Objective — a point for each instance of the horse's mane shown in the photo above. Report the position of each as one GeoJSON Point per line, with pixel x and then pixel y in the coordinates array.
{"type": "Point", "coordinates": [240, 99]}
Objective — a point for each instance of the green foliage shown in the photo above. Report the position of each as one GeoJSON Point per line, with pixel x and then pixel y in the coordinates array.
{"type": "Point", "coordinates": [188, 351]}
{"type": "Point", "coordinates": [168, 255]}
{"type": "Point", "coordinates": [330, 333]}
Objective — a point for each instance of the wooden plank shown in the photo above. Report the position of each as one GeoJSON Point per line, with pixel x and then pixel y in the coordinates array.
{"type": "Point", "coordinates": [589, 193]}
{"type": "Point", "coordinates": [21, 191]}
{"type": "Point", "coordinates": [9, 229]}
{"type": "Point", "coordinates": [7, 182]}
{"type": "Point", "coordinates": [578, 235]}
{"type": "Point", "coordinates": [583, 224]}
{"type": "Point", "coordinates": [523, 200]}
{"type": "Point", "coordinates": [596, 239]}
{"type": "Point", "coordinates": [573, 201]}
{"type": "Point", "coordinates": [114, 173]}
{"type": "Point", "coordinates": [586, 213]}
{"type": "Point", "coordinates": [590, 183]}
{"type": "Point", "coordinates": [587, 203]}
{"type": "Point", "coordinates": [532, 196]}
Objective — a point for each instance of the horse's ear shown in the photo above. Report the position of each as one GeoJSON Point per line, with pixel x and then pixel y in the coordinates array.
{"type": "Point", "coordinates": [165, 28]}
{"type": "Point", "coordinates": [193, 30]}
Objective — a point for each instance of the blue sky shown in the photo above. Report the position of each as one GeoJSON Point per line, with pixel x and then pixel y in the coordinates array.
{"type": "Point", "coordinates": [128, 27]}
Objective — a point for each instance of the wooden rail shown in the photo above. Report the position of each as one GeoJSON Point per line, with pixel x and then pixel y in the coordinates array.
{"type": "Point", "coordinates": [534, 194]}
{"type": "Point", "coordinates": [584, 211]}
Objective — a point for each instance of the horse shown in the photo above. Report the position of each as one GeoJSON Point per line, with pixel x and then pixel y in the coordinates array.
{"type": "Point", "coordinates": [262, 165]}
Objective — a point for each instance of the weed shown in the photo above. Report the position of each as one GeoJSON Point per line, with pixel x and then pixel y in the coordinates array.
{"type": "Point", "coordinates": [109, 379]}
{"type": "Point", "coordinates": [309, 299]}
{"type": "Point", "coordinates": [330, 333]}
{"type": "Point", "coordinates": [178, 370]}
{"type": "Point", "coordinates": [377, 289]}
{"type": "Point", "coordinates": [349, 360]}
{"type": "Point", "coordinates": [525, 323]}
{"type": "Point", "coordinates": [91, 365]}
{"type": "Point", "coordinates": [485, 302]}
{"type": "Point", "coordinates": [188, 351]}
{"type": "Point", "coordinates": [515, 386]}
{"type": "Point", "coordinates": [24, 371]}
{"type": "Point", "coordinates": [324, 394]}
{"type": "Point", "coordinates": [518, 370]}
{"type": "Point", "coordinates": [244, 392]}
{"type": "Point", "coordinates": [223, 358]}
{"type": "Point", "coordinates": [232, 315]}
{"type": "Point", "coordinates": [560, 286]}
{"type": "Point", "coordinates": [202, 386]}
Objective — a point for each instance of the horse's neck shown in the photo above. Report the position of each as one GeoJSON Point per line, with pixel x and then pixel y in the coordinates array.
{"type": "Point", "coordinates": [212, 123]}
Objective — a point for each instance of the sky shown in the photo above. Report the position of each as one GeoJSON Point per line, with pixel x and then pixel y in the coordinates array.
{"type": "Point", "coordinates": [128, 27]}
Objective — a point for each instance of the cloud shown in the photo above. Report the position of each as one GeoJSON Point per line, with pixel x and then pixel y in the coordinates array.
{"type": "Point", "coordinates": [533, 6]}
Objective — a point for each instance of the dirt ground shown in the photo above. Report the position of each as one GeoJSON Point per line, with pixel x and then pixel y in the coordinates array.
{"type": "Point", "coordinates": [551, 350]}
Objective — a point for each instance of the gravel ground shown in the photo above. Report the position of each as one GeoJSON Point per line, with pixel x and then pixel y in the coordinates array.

==*==

- [SHORT EXERCISE] Faithfully transcribe the whole of the data.

- [SOLVED EXERCISE]
Objective — a point for each instance of the horse's mane shown in the photo above. Report the position of each as one GeoJSON Point per line, with pixel x and then pixel y in the coordinates array.
{"type": "Point", "coordinates": [240, 99]}
Objective — a point for each instance of the green foliage shown in the photo above. Report the position of each as one GeoJSON Point per line, with pixel x and then pixel y in the coordinates array.
{"type": "Point", "coordinates": [188, 351]}
{"type": "Point", "coordinates": [168, 255]}
{"type": "Point", "coordinates": [330, 333]}
Objective — a point for each instance of the wooden plank shown in the photo above. Report the position of each as one GeoJSON Point per line, with pixel x and then pixel y in the coordinates array.
{"type": "Point", "coordinates": [589, 193]}
{"type": "Point", "coordinates": [21, 191]}
{"type": "Point", "coordinates": [9, 229]}
{"type": "Point", "coordinates": [7, 182]}
{"type": "Point", "coordinates": [578, 235]}
{"type": "Point", "coordinates": [583, 224]}
{"type": "Point", "coordinates": [523, 200]}
{"type": "Point", "coordinates": [596, 239]}
{"type": "Point", "coordinates": [573, 201]}
{"type": "Point", "coordinates": [114, 173]}
{"type": "Point", "coordinates": [586, 213]}
{"type": "Point", "coordinates": [590, 183]}
{"type": "Point", "coordinates": [587, 203]}
{"type": "Point", "coordinates": [532, 196]}
Objective — a point for each instance of the horse's ear shown in the photo above. Report the position of each as one GeoJSON Point per line, with pixel x and then pixel y in the coordinates array.
{"type": "Point", "coordinates": [165, 28]}
{"type": "Point", "coordinates": [193, 30]}
Objective — a point for each instance of the blue sky shown in the photo above. Report the position of each as one GeoJSON Point per line, with pixel x and then pixel y in the coordinates array.
{"type": "Point", "coordinates": [128, 27]}
Objective — a point for each instance of the wooden rail shown in the photo above. Report the position of each as one GeoJSON Point per line, with pixel x and then pixel y in the coordinates array.
{"type": "Point", "coordinates": [534, 194]}
{"type": "Point", "coordinates": [584, 211]}
Objective — a point for each instance of the horse shown in the photo above. Report the position of each as one GeoJSON Point per line, with pixel x and then pixel y in the coordinates array.
{"type": "Point", "coordinates": [262, 165]}
Objective — a point for each instance of the weed shown in the photo above. Report the position of each as one GeoJSON Point per line, with pixel x and then pixel y in the coordinates array.
{"type": "Point", "coordinates": [109, 379]}
{"type": "Point", "coordinates": [309, 299]}
{"type": "Point", "coordinates": [330, 333]}
{"type": "Point", "coordinates": [178, 370]}
{"type": "Point", "coordinates": [377, 289]}
{"type": "Point", "coordinates": [349, 360]}
{"type": "Point", "coordinates": [525, 323]}
{"type": "Point", "coordinates": [91, 365]}
{"type": "Point", "coordinates": [485, 302]}
{"type": "Point", "coordinates": [188, 351]}
{"type": "Point", "coordinates": [515, 386]}
{"type": "Point", "coordinates": [24, 371]}
{"type": "Point", "coordinates": [324, 394]}
{"type": "Point", "coordinates": [518, 370]}
{"type": "Point", "coordinates": [244, 392]}
{"type": "Point", "coordinates": [223, 358]}
{"type": "Point", "coordinates": [232, 315]}
{"type": "Point", "coordinates": [560, 286]}
{"type": "Point", "coordinates": [202, 386]}
Objective — a point for each instance of the horse's neck shown in the photo above. Report the position of each as one GeoJSON Point per line, with pixel x and then pixel y in the coordinates array.
{"type": "Point", "coordinates": [212, 123]}
Objective — a point for each instance of the sky shown in the photo above. Report the position of each as one GeoJSON Point per line, with pixel x and then pixel y in the coordinates array.
{"type": "Point", "coordinates": [128, 27]}
Objective — a point for each instance of the cloud shown in the photo above. Report the position of each as one GeoJSON Point per line, with pixel x and then pixel y in the coordinates array.
{"type": "Point", "coordinates": [533, 6]}
Objective — a point for each instance of the dirt ground shown in the photo above. Report the position of each as one GeoJSON Point per line, with pixel x and then pixel y in the coordinates array.
{"type": "Point", "coordinates": [551, 350]}
Objective — a point for each instance of the gravel ground shown in the photo above. Report the position of each as one GeoJSON Point per line, with pixel x and then pixel y in the coordinates array.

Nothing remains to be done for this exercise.